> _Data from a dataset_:
==================================================

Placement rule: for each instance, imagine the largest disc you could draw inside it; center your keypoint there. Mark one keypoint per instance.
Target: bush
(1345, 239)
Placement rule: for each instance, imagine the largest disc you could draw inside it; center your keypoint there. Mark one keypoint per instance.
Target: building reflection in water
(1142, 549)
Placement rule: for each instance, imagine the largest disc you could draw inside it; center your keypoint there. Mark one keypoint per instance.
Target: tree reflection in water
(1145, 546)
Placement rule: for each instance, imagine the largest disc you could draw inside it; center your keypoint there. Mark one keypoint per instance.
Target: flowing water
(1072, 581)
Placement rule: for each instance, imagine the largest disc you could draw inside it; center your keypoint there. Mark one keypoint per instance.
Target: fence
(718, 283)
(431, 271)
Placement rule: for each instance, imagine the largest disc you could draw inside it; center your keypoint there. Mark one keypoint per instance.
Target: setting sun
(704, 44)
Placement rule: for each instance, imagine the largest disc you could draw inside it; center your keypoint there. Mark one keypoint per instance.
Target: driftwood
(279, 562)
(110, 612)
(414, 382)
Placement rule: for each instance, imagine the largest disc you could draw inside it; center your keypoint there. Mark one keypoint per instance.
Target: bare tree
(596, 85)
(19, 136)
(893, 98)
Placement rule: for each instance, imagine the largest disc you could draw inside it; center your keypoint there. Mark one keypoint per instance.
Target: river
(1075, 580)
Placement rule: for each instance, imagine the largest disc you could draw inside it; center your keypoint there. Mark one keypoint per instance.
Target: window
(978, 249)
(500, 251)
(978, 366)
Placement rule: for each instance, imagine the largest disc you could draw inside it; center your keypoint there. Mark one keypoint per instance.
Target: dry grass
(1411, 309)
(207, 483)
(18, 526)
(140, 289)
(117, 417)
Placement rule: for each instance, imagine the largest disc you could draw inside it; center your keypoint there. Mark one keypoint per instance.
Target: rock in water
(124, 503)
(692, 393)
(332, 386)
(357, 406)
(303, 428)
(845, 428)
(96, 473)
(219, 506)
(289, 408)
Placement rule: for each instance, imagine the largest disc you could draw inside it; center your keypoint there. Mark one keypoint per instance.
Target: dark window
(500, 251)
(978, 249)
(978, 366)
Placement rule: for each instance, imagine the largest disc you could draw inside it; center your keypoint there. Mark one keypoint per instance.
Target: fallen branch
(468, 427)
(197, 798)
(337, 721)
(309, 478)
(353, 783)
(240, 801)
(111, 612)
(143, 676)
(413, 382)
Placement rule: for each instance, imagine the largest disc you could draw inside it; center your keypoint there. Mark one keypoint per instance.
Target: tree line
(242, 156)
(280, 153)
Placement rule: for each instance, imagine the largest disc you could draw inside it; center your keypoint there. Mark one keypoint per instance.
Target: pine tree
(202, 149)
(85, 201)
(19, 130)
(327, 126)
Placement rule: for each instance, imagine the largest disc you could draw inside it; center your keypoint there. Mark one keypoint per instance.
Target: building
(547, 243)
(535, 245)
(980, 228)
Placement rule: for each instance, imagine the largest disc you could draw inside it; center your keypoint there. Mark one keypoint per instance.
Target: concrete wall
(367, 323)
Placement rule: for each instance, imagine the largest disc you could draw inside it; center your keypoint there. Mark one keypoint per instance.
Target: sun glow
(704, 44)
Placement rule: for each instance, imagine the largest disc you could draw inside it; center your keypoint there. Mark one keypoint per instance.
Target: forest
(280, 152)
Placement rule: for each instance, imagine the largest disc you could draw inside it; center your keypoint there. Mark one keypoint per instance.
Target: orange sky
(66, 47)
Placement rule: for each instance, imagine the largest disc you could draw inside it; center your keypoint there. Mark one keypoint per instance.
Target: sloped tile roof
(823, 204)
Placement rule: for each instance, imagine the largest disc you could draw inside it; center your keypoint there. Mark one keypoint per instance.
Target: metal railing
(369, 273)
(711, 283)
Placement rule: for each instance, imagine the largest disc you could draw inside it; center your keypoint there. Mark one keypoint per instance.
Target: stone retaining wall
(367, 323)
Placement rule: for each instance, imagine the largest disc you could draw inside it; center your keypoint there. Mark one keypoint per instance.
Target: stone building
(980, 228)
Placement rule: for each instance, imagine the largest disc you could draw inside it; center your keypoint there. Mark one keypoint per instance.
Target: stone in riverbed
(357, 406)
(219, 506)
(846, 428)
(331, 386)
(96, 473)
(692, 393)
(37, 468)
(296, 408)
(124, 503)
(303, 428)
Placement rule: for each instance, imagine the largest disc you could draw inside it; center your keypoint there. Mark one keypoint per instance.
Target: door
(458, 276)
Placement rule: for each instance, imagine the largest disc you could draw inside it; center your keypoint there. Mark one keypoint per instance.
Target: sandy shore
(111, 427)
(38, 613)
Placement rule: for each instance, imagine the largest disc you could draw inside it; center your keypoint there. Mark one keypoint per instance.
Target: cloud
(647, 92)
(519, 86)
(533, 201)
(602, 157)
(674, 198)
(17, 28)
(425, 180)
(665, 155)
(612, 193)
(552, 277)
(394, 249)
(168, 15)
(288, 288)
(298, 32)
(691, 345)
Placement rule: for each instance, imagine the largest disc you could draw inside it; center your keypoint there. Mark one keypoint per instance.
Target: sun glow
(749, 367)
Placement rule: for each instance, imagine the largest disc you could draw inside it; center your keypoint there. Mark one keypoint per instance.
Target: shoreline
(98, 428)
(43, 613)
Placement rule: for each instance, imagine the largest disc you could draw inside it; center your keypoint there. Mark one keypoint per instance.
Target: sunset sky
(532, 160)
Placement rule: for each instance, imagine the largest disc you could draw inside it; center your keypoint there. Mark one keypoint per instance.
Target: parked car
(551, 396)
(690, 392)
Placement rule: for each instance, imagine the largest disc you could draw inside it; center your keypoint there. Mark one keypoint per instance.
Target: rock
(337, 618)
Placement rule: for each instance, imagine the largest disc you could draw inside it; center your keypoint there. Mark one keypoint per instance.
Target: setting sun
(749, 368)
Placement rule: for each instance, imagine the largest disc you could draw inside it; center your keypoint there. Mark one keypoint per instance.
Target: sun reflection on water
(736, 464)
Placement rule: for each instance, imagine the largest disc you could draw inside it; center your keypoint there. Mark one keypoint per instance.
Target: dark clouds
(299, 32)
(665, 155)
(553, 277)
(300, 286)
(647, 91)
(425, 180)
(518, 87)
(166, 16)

==================================================

> _Given problem_: Copy all of the data above line for line, without changing anything.

> _Final answer_:
Placement rule: for each instance, imagine the largest disc you could draw inside it; center your keypoint there. Mark one keypoint per instance.
Target: bush
(1345, 239)
Placement rule: for each instance, imagine the largest disc you could draw inside it; center your keypoint there. Mark one keypoint per instance.
Target: building reflection in water
(1142, 549)
Placement rule: for each instance, imagine the largest disc you could draw inside it; center your keypoint there. Mark one keypoint per instance.
Target: tree reflection in water
(1145, 546)
Placement rule: for each instance, imagine the largest disc you could draw inside it; center your keypoint there. Mark one keypoint per instance.
Target: flowing water
(1072, 581)
Placement rule: for each instance, imagine the largest disc you could draw inside it; center your keypoint there. Mark one keypoint per instance.
Target: fence
(718, 283)
(431, 271)
Placement rule: for each instance, imagine the largest disc you could draw inside it; center your keypoint there. Mark one keypoint per instance.
Target: setting sun
(704, 44)
Placement rule: for each instance, imagine the largest disc you could draw inside it; center your keypoint there. Mark one keypoint per instance.
Target: driftwood
(279, 562)
(110, 612)
(414, 382)
Placement rule: for each instance, imagine the largest disc you could draw inside it; center your keypoint there. Mark one keypoint per instance.
Target: bare tree
(596, 85)
(19, 136)
(893, 98)
Placement rule: for each instance, imagine the largest disc you could draw inside it; center your keypoint there. Mark one keypoint per instance.
Target: river
(1075, 580)
Placement rule: for each instance, imagine the largest disc you could draw inside it; center your keypoint there. Mark one keypoint per instance.
Target: window
(978, 249)
(500, 251)
(978, 366)
Placement rule: for each instance, imagine the largest disc you could draw inside it; center your keypoint there. Mark one keypoint per instance.
Target: dry grass
(1411, 309)
(207, 483)
(18, 526)
(140, 289)
(117, 417)
Placement rule: for each instance, imagine the largest disc you could draw inside it; center your keypoint there. Mark one keypoint per instance.
Target: rock in water
(124, 503)
(692, 393)
(332, 386)
(357, 406)
(303, 428)
(845, 428)
(96, 473)
(219, 506)
(289, 408)
Placement rule: for each instance, imagine the largest disc you could draw inside it; center your keypoint there. Mark one keypoint per instance.
Target: dark window
(500, 251)
(978, 249)
(978, 366)
Placement rule: for each instance, imagine the largest disc you could draw inside it; center your keypoint there. Mark one keypoint per instance.
Target: fallen branch
(468, 427)
(197, 798)
(337, 721)
(309, 478)
(353, 783)
(240, 801)
(111, 612)
(143, 676)
(413, 382)
Placement rule: for each instance, imagine the largest disc you could draw inside it; center your keypoint there. Mark one keypoint per instance.
Target: tree line
(242, 156)
(280, 153)
Placement rule: for each instance, imagine the largest disc you could draw inside it; center your keypoint there. Mark one keypoint per instance.
Target: pine tree
(202, 149)
(85, 201)
(19, 130)
(327, 126)
Placement rule: for each instance, imagine the largest disc you could draw inside it; center your keypoint there. Mark one keypoint per instance.
Target: building
(547, 243)
(535, 245)
(980, 228)
Placement rule: for each instance, imagine the largest disc you could draw inside it; center your keypoint there. Mark one keypoint per instance.
Target: concrete wall
(367, 323)
Placement rule: for each instance, imagine the largest disc you could draw inside it; center your keypoint there. Mark one keypoint per instance.
Target: sun glow
(704, 44)
Placement rule: for each instance, imagine the largest disc you could draw inside it; center your keypoint there. Mark one keypoint per instance.
Target: forest
(280, 152)
Placement rule: for each instance, imagine the largest disc you could draw inside it; center your keypoint there. Mark one keypoint per instance.
Target: orange sky
(66, 47)
Placement rule: for each instance, imagine the largest disc you could draw inside it; center your keypoint there. Mark one keypoint per instance.
Target: sloped tile roof
(823, 204)
Placement rule: for each instance, imagine the largest disc you could draw inside it; center your keypoint there. Mark one keypoint per instance.
Target: metal railing
(369, 273)
(711, 283)
Placement rule: for each instance, imagine the largest disc you could draw inside it; center your keypoint there. Mark one keypoint per instance.
Target: stone retaining wall
(367, 323)
Placement rule: for each instance, imagine the largest disc you could draw inside it; center your keypoint there. Mark one keypoint per instance.
Target: stone building
(980, 228)
Placement rule: for each instance, imagine the largest disc you could draw inside it; center your keypoint there. Mark one keypoint per instance.
Target: stone in riverbed
(357, 406)
(219, 506)
(846, 428)
(331, 386)
(96, 473)
(692, 393)
(37, 468)
(296, 408)
(124, 503)
(303, 428)
Placement rule: for each instance, imagine the largest disc you could draw inside it; center your keypoint there. Mark one keypoint per instance.
Target: door
(458, 276)
Placement rule: for each instance, imagine the largest disc you could draw inside it; center your keypoint there. Mark one keypoint per instance.
Target: sandy shore
(111, 427)
(38, 613)
Placement rule: for each instance, imagine the largest disc you could draw inside it; center your keypoint there. Mark one keypoint per instance.
Target: cloud
(647, 92)
(519, 86)
(533, 201)
(602, 157)
(674, 198)
(17, 28)
(425, 180)
(665, 155)
(612, 193)
(552, 277)
(394, 249)
(168, 15)
(288, 288)
(298, 32)
(691, 345)
Placement rule: for each instance, imagine the largest disc you could draw inside it; center your keypoint there. Mark one keypoint per instance.
Target: sun glow
(749, 367)
Placement rule: for each instance, imagine the largest disc you could draw inside it; center your keypoint there. Mark one keypoint per instance.
Target: shoreline
(98, 428)
(43, 613)
Placement rule: for each instance, imagine the largest disc you could draw inside it; center your keypoint there. Mark one keypoint per instance.
Target: sunset sky
(532, 160)
Placement rule: for each instance, imagine the largest disc you could draw inside it; center your keypoint there. Mark one keypoint per instance.
Target: parked car
(551, 396)
(690, 392)
Placement rule: for each instance, imagine the largest disc you could draw inside it; center your keypoint there. Mark one keypoint per instance.
Target: rock
(337, 618)
Placement rule: for each instance, imagine the largest disc you could draw inside it; center your keypoint there. Mark one keypoint per instance.
Target: setting sun
(749, 368)
Placement rule: for each instance, imagine the largest disc you could draw inside it; center your keypoint there. Mark one keypoint per instance.
Target: sun reflection on water
(736, 464)
Placement rule: for each instance, imagine the largest disc you could draw inside it; center your keypoint there. Mark one keypoint per instance.
Target: dark clouds
(299, 32)
(665, 155)
(553, 277)
(300, 286)
(647, 91)
(425, 180)
(518, 87)
(166, 16)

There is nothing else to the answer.